» What to do
[A] List every person mentioned by name in the commentary on Priyanka Gandhi's political role.
[B] Write the next paragraph of the commentary on Priyanka Gandhi's political role, picking up right after its last sentence.

Priyanka’s politics has so far been confined to doing political sprucing up

If senior Congress leader Oscar Fernandes — experienced, and loyal to the party’s embattled first family — has made public remarks suggesting that Priyanka Gandhi play a more prominent role in party affairs, it may be inferred that he has Congress president Sonia Gandhi’s permission. It also goes without saying that Mrs Gandhi would have consulted her daughter Priyanka, as well as son Rahul, before giving Mr Fernandes the go-ahead to signal the forthcoming arrival on the scene of yet another Nehru-Gandhi scion.

Priyanka, of course, needs no introduction. But her political ventures have so far been confined to doing some political sprucing up in the parliamentary constituencies of her mother and brother, who were busy touring the country. It has been conjectured for some time that the public projection of the politically more glamorous Priyanka might put her older brother in the shade.

Evidently, the argument doesn’t impress the Gandhis themselves, for it is quite inconceivable that Priyanka’s projection — Mr Fernandes’ effort may be deemed to be official in all but name — would be permitted without both Sonia and Rahul seeking it. We are speaking here of a close-knit and extremely circumspect family, which is constantly in the public glare that is not of its own making.

» Given material
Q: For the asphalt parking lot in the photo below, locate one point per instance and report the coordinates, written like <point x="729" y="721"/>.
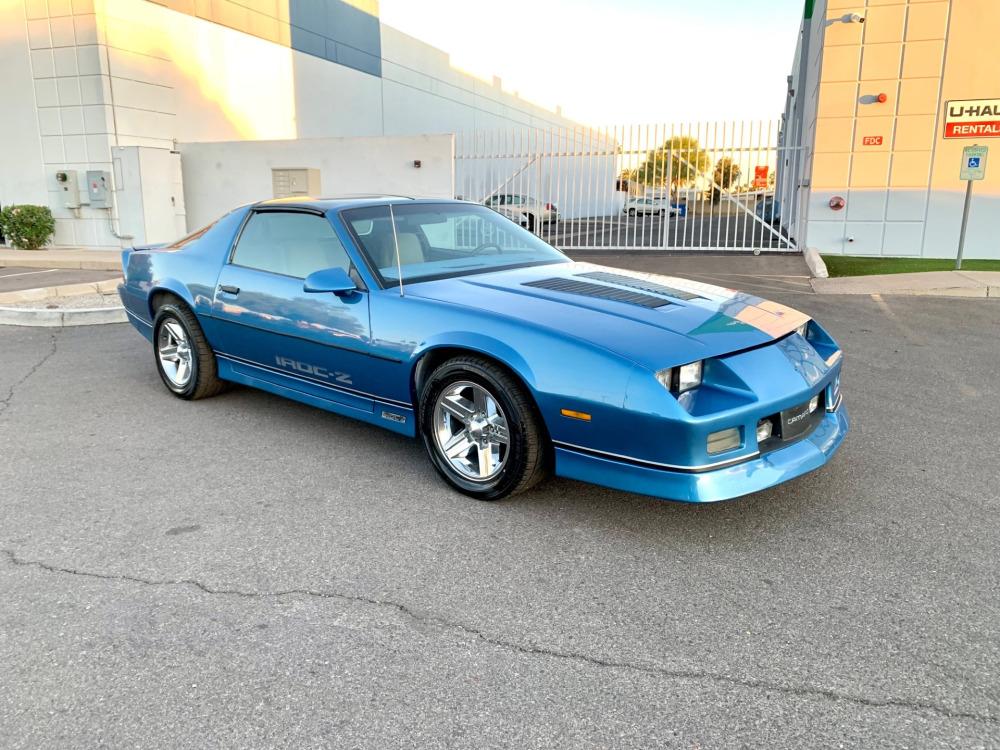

» Responses per task
[A] Oscar Fernandes, Priyanka Gandhi, Sonia Gandhi, Rahul

[B]
Since the Congress’ abject defeat in the Lok Sabha polls, there has been not a little confusion within the party’s organisation as well as its parliamentary party. There is a sense among many that the party gave up without a fight under Rahul’s stewardship of the campaign, though defeat may have been pre-ordained after a 10-year stint in power.

But there’s also another strand to the narrative. Some of Rahul’s ideas — aimed at democratising the Congress — decidedly hurt the settled second-tier leaders in the states and also a handful of first-tier ones who are inured to the party’s traditional patronage-dispensing style politics, and saw Rahul’s effort at democratising candidate selections at the constituency level with some alarm.

Thus, there’s also a sense that a certain amount of intra-party undermining was also afoot during the Lok Sabha campaign. Everything thus cannot be laid at Rahul’s door. Many have questioned Mr Gandhi’s decision to tinker with the old way of doing things while elections are on. Fair enough. But when, if not at election time? Elections, after all, are the occasion to get a turnover of faces which in the Congress, arguably more than in other parties, signify dynasts. The issue is a fraught one.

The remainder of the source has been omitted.